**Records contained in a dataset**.
# # #

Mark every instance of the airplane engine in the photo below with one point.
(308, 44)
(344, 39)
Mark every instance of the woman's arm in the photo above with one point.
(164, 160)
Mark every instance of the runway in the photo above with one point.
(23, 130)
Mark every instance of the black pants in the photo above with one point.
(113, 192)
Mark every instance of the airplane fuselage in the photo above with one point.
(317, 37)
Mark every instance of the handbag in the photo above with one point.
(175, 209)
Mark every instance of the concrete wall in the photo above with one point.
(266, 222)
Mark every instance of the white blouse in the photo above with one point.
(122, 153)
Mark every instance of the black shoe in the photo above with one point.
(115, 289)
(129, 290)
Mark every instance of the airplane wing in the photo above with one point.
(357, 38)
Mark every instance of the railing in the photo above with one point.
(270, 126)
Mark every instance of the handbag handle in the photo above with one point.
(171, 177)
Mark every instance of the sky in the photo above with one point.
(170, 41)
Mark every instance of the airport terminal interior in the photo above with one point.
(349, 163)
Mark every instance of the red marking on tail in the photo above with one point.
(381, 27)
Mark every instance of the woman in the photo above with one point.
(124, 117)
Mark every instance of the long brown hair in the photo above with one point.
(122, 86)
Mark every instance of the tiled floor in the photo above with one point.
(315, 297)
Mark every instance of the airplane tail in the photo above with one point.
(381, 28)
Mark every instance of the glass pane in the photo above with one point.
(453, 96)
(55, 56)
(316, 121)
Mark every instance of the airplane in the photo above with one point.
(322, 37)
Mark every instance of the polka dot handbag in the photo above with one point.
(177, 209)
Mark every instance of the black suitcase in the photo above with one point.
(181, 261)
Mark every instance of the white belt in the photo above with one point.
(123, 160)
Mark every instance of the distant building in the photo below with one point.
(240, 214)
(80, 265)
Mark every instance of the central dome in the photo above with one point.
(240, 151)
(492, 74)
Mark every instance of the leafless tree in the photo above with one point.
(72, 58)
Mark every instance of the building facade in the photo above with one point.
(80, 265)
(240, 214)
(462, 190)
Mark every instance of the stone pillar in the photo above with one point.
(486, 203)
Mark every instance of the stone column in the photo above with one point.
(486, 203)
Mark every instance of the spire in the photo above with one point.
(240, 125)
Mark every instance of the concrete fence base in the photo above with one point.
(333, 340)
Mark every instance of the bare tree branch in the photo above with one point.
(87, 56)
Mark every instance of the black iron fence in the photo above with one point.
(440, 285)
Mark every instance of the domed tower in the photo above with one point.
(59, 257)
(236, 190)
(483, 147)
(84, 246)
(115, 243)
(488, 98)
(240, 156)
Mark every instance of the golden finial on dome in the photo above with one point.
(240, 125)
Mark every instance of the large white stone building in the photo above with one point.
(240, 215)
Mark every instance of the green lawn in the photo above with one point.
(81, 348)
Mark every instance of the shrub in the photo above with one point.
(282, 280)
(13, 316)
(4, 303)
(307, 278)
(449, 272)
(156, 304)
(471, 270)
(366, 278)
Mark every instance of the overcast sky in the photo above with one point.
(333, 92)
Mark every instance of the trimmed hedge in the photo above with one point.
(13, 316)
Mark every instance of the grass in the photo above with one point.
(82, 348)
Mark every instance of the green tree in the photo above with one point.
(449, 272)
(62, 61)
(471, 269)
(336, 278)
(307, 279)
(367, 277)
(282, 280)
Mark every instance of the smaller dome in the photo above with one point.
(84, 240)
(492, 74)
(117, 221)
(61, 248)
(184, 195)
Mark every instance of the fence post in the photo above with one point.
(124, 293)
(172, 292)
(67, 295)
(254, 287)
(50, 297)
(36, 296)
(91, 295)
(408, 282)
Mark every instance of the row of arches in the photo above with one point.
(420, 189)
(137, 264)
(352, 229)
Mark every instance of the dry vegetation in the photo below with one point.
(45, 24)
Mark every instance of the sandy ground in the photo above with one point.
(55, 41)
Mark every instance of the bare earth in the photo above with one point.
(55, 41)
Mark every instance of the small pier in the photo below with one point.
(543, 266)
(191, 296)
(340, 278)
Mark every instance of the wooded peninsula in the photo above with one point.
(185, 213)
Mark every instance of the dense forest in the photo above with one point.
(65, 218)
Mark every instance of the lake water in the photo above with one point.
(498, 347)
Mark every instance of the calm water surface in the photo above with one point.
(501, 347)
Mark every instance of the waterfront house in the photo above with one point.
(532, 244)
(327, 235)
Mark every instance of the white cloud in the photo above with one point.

# # #

**What to do**. Write out, word for word, the line containing "Mark every instance of the small pier" and every line after it to the end of the data above.

**Answer to the problem**.
Mark every instance of the small pier in the photo below with one point.
(543, 266)
(191, 296)
(340, 278)
Mark every instance of the wooded peninsula in the photo above with one point.
(185, 213)
Mark every instance of the dense forest in the photo above with one point.
(65, 218)
Mark every instance of the lake water in the photo above with one point.
(498, 347)
Mark every instance of the calm water surface in the photo above with one point.
(501, 347)
Mark every instance of the waterfront house in the photo above with one point.
(532, 244)
(327, 235)
Mark every instance of the white cloud in the photo above with one point.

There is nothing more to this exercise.